WORK TO COMPLETE
Transcribe only the lines of the listing below from the one holding "Query: ornate wood carving on cabinet" through the one holding "trim, placing a dot on each.", inclusive, without any change.

DATASET RECORDS

====

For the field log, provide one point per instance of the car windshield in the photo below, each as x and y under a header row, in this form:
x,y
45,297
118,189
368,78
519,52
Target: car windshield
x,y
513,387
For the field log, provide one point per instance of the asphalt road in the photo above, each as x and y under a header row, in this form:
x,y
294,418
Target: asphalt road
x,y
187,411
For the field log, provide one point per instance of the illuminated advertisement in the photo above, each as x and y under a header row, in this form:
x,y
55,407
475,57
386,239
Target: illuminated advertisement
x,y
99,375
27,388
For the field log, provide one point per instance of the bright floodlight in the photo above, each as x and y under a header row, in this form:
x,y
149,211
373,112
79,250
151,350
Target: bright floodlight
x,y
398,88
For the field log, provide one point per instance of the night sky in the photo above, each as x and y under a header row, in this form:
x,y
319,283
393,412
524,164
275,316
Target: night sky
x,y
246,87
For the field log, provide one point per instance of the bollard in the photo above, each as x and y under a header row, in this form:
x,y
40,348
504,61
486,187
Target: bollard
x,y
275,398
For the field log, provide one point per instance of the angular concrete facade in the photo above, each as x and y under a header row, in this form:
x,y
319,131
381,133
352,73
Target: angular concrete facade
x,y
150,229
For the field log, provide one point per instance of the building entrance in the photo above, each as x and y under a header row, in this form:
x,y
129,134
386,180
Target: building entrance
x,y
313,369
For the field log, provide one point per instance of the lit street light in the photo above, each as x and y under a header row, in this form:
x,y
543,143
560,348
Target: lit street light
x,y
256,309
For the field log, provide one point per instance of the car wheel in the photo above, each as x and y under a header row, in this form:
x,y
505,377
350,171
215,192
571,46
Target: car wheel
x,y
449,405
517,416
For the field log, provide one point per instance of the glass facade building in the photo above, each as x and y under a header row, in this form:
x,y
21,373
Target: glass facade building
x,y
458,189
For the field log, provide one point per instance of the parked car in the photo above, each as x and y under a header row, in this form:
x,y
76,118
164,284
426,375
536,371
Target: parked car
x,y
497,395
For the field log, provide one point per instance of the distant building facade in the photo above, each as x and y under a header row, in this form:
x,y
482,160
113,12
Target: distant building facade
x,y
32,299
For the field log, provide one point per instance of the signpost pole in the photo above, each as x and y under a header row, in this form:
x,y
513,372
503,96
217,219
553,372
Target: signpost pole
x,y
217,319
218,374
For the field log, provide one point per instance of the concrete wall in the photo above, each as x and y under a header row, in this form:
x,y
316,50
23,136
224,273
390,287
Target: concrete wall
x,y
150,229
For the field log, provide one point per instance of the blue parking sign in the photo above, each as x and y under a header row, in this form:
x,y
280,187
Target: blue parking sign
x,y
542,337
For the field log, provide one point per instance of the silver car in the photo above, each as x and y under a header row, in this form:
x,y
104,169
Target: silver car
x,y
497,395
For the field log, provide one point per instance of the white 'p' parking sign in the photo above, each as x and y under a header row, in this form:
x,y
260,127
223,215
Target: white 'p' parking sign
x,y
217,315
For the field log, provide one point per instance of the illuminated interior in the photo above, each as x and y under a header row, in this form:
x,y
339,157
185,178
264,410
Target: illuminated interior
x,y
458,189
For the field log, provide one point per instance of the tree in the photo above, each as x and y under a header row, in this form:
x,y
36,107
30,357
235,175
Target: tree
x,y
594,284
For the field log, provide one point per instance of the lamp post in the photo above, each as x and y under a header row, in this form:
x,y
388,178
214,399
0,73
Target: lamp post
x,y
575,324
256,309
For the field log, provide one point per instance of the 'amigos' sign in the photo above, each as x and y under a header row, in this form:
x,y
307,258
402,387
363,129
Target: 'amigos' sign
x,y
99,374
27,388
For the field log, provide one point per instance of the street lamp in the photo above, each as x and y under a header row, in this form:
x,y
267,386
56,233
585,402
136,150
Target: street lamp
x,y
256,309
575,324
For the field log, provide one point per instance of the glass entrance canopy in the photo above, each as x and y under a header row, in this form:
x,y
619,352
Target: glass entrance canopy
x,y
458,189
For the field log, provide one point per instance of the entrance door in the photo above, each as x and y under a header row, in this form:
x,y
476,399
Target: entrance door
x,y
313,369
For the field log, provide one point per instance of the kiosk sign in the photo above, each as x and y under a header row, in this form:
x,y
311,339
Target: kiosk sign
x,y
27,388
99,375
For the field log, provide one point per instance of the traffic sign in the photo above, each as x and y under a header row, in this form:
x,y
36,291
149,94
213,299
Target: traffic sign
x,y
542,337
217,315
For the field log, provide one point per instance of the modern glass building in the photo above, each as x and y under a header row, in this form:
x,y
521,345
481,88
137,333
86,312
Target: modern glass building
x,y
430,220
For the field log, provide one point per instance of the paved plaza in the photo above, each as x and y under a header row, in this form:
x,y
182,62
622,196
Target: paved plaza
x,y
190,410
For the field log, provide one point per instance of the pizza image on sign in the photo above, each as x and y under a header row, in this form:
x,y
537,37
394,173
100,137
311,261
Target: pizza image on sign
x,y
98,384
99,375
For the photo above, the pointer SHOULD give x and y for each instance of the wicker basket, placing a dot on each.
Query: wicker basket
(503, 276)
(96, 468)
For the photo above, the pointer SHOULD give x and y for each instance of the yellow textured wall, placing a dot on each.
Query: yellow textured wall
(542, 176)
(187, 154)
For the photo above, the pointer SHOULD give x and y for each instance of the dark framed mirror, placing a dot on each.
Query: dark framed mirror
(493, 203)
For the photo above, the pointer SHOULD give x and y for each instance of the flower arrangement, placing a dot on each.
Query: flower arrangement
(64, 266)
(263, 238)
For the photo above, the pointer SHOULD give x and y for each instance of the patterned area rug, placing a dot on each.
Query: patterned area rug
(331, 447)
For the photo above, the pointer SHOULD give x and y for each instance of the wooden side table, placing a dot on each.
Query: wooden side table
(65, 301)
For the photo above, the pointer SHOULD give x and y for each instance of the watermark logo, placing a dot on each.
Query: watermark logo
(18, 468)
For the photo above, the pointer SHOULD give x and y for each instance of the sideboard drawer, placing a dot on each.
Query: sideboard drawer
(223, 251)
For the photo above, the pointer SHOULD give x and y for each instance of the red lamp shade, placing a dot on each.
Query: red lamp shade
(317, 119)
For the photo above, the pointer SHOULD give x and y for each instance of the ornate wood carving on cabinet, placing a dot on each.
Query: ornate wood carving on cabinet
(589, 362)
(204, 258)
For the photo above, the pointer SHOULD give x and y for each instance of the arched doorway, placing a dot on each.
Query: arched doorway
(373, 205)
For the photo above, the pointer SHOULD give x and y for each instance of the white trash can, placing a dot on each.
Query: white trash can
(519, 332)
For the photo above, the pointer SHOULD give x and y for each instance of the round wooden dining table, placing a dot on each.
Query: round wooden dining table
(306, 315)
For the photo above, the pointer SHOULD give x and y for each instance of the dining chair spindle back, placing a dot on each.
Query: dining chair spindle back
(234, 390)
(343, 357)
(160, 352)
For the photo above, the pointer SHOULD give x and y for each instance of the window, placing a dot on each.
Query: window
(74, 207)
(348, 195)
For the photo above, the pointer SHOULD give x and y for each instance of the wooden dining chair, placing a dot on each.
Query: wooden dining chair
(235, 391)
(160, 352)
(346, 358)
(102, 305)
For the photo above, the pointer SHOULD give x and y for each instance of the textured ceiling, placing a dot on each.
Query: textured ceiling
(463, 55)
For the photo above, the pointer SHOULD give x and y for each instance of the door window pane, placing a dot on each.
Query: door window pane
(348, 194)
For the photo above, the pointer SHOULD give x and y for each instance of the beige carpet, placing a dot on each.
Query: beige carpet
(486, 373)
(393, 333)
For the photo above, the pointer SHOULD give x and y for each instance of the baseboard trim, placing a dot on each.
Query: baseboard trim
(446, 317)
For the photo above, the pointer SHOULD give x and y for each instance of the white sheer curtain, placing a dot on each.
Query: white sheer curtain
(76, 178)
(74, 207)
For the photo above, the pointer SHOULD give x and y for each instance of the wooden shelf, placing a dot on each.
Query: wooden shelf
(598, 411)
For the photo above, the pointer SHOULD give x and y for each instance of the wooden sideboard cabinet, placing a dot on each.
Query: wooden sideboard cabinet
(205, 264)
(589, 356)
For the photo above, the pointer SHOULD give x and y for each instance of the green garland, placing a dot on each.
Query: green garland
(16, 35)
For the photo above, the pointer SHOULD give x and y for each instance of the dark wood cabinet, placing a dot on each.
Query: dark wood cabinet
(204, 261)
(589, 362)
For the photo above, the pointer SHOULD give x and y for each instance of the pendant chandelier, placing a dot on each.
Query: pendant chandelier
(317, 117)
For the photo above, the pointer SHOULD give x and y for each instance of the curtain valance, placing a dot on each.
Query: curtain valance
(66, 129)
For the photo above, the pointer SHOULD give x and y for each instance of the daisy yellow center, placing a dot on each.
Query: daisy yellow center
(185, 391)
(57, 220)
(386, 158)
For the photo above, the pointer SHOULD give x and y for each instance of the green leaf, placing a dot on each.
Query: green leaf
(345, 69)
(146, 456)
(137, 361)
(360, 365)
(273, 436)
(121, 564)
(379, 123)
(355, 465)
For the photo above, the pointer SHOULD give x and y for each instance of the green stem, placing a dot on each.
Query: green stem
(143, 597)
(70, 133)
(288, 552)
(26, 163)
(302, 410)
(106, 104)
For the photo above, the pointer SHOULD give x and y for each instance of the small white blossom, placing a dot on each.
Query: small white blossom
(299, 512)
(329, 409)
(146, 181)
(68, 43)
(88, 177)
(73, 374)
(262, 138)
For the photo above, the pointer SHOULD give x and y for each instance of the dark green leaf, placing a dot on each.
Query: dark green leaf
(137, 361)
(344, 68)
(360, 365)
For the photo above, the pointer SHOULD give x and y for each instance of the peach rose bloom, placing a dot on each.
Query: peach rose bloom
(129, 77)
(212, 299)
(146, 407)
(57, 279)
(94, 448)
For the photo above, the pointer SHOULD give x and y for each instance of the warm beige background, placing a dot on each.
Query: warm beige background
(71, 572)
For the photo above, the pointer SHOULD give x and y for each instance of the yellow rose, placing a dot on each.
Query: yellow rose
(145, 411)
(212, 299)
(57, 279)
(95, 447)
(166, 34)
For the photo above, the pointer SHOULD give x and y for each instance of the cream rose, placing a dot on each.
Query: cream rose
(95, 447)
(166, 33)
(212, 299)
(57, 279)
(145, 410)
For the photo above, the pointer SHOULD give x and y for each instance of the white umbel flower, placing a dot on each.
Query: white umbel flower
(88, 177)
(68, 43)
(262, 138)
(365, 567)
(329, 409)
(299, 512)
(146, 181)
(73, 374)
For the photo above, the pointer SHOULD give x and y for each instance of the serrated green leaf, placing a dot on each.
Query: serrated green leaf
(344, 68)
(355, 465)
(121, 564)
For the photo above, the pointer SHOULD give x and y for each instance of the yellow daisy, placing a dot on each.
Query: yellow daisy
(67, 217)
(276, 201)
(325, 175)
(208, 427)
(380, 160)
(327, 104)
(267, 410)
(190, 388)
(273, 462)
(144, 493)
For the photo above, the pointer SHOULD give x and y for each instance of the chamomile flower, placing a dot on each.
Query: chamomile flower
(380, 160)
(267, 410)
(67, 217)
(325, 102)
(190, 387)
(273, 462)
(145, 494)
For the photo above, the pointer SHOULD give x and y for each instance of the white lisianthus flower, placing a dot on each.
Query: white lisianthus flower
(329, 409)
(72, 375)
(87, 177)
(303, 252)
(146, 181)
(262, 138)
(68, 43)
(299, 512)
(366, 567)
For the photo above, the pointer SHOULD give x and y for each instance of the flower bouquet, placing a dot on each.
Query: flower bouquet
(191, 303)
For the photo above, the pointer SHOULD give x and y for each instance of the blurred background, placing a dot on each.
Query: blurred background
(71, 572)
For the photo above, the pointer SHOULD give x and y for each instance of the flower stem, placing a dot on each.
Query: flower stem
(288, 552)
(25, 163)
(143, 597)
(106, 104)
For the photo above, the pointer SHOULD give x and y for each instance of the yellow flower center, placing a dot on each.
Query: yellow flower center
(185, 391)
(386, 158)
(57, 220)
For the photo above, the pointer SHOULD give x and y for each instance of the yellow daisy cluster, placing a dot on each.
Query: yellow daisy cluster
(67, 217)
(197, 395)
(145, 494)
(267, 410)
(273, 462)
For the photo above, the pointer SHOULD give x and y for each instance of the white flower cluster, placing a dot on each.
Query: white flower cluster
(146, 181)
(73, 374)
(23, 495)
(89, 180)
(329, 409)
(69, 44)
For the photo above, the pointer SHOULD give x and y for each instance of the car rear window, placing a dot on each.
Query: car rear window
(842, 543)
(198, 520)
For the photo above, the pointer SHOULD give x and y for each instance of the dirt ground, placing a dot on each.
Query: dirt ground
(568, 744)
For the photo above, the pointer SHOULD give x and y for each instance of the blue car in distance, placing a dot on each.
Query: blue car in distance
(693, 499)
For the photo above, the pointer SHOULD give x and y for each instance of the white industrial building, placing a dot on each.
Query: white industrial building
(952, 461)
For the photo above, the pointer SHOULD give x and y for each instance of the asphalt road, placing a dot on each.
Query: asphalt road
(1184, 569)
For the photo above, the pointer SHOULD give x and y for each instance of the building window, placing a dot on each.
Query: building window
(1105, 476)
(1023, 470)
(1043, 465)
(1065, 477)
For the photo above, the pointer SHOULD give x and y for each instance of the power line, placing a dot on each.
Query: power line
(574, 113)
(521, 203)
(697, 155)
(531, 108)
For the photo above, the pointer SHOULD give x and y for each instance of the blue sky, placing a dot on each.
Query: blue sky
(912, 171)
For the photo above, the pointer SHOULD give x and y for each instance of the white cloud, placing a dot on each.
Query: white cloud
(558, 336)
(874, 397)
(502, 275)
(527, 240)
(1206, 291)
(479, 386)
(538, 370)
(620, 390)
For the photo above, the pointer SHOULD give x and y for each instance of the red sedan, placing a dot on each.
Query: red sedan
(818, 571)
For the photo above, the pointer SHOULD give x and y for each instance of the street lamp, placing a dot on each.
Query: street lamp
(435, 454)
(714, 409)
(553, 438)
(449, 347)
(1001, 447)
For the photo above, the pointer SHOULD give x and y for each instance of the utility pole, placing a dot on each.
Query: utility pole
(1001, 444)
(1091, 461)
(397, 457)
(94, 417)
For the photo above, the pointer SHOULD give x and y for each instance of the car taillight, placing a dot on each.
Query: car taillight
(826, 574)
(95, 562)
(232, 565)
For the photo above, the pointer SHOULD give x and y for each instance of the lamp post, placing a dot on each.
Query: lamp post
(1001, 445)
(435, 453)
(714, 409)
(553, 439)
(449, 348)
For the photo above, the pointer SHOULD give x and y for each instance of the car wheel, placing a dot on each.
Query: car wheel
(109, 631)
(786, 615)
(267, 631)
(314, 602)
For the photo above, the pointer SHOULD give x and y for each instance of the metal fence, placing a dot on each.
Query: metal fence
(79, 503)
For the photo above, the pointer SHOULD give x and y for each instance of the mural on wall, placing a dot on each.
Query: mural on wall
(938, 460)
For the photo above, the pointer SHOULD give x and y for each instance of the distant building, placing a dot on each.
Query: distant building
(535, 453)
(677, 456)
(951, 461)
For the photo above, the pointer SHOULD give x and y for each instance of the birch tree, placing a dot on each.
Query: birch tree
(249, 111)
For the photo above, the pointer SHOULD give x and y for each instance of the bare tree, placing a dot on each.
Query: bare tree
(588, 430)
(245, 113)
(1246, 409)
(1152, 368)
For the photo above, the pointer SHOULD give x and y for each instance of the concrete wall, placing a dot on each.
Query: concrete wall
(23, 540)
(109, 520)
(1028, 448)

====

OUTPUT FOR THIS TASK
Query: ornate wood carving on cabinet
(589, 362)
(204, 258)
For the photo above, the pointer SHOULD give x and y for each instance of the arched doorway, placing a dot on each.
Query: arched doorway
(373, 205)
For the photo above, the pointer SHOULD give x and y for each instance of the white trash can, placing a dot on each.
Query: white trash can
(519, 332)
For the photo above, the pointer SHOULD give x and y for each instance of the round wooden dining table, placing a dot on each.
Query: round wooden dining table
(306, 315)
For the photo above, the pointer SHOULD give x and y for each instance of the dining chair spindle back, placing a dot on each.
Query: dining chair spindle back
(234, 390)
(343, 357)
(160, 352)
For the photo above, the pointer SHOULD give x and y for each instance of the window, placing a dot on each.
Query: window
(74, 207)
(348, 195)
For the photo above, the pointer SHOULD give x and y for each instance of the wooden dining chair, placing a dot on each.
Query: wooden dining chair
(235, 391)
(160, 352)
(346, 358)
(102, 305)
For the photo above, the pointer SHOULD give x and y for each instance of the textured ceiling, placing a dot on each.
Query: textured ceiling
(463, 55)
For the photo above, the pointer SHOULD give x and y for each instance of the door window pane, placing a dot on each.
Query: door window pane
(348, 194)
For the photo above, the pointer SHOULD give x and y for each instance of the beige carpet, placing a dot on each.
Query: beige carpet
(486, 373)
(393, 333)
For the photo above, the pointer SHOULD give x and y for each instance of the baseboard trim, placing a dot on each.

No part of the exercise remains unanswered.